## DATA SUPPLIED
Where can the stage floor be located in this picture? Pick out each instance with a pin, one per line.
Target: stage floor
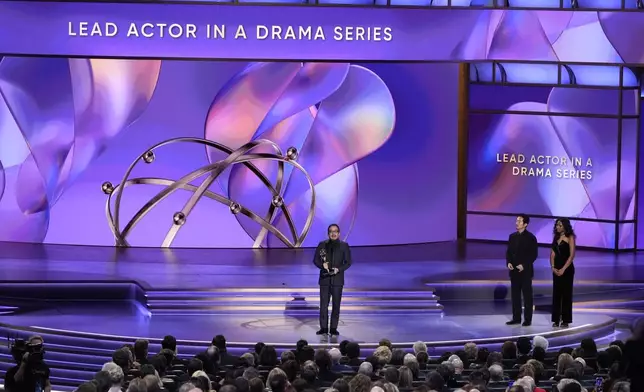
(87, 301)
(382, 267)
(282, 331)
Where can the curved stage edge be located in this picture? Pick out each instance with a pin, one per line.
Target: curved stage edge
(86, 304)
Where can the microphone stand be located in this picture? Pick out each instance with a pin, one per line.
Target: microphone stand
(330, 277)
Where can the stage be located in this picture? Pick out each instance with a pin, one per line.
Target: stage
(88, 301)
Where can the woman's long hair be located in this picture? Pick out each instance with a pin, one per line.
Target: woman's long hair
(568, 231)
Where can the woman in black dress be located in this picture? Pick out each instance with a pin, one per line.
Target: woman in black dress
(563, 272)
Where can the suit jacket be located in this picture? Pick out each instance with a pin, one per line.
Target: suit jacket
(341, 259)
(522, 249)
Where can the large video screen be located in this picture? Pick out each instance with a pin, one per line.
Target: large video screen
(553, 152)
(377, 142)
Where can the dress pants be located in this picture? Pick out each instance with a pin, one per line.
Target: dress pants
(333, 293)
(521, 285)
(562, 297)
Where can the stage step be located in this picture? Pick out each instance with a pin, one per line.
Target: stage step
(292, 301)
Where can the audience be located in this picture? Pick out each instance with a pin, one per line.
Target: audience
(522, 366)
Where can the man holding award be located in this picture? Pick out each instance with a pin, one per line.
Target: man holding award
(332, 257)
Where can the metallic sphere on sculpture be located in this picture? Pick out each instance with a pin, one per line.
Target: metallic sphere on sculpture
(235, 208)
(179, 218)
(107, 188)
(277, 201)
(291, 153)
(148, 157)
(209, 189)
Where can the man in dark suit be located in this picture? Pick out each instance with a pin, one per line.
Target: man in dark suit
(332, 257)
(520, 257)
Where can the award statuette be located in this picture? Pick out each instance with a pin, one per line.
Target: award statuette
(325, 272)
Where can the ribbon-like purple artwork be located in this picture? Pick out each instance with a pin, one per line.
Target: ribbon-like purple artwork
(56, 117)
(333, 114)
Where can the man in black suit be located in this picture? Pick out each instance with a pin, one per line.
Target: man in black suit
(520, 257)
(332, 257)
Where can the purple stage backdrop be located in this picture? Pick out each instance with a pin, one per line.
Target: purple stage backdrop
(308, 33)
(640, 198)
(381, 149)
(553, 152)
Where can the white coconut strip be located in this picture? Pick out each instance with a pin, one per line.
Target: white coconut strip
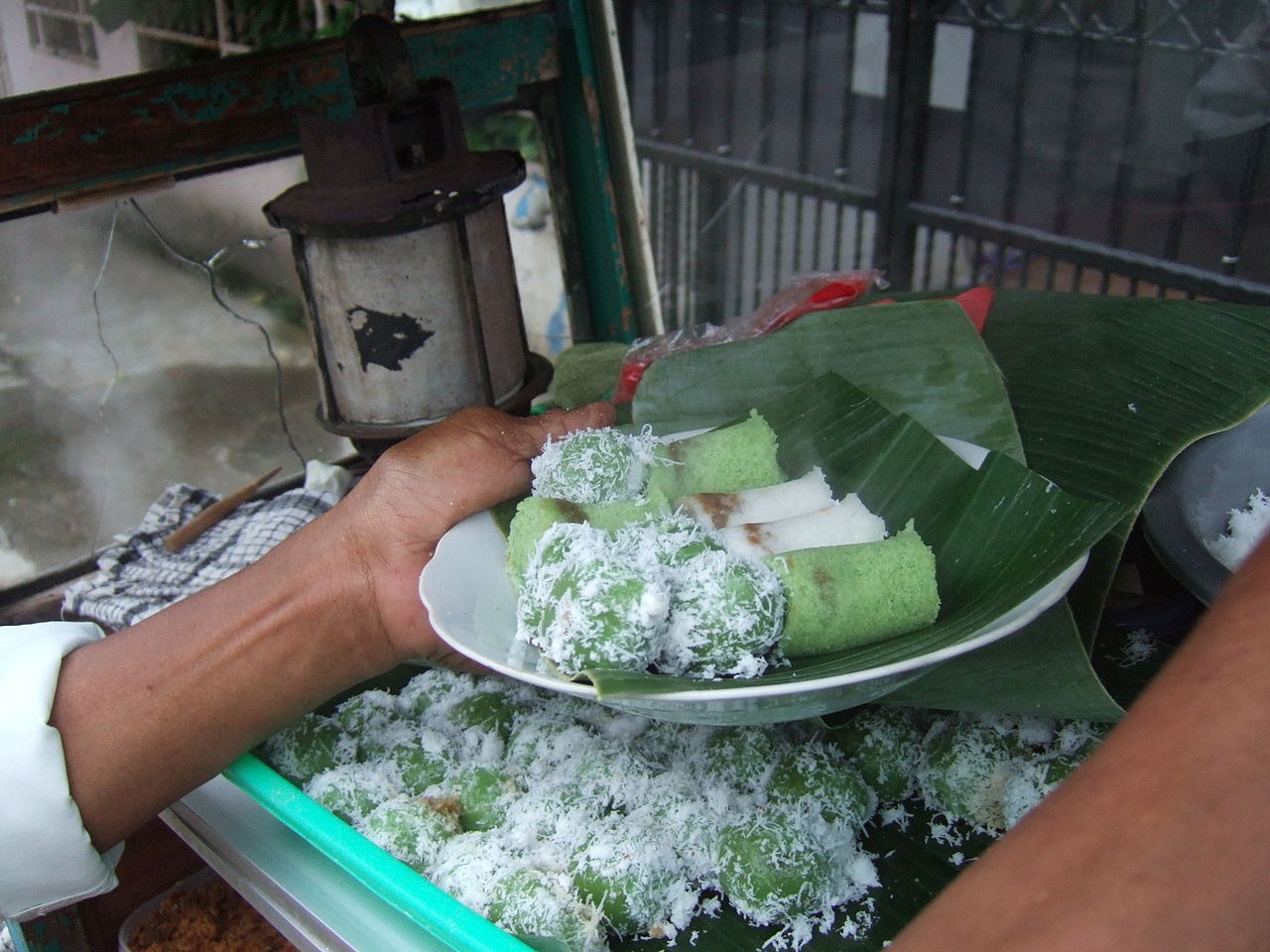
(763, 504)
(837, 525)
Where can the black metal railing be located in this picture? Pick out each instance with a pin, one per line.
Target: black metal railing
(1110, 146)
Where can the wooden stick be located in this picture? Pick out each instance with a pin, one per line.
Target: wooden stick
(212, 515)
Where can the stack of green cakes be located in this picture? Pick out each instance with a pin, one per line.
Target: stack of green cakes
(699, 557)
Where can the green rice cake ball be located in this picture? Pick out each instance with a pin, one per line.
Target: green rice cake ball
(842, 597)
(484, 796)
(490, 711)
(409, 829)
(629, 870)
(584, 607)
(530, 901)
(740, 757)
(774, 867)
(965, 767)
(884, 746)
(725, 460)
(820, 777)
(367, 712)
(725, 616)
(535, 515)
(352, 791)
(309, 747)
(422, 761)
(594, 466)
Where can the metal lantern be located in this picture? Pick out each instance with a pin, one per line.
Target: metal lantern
(402, 245)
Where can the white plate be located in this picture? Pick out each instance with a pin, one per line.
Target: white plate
(472, 607)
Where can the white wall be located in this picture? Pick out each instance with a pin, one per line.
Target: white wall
(31, 70)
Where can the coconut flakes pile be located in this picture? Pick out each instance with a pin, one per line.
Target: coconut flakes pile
(666, 823)
(657, 595)
(1245, 529)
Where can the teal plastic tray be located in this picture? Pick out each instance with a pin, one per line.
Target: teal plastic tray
(397, 884)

## THE EXERCISE
Begin at the line of the data that contains "Where can the white coconut" and stop after the line that contains "(1110, 146)", echoing every line in that range word for word. Leave the picture out of your answer.

## TASK OUTPUT
Where can the white coconut strip be located in this picture? Pick out each instance with a pin, one per line.
Target: white coconut strip
(763, 504)
(837, 525)
Where can the black metal railing be located in this picture? Pick out each instance with a pin, one per line.
Target: black metal railing
(1110, 146)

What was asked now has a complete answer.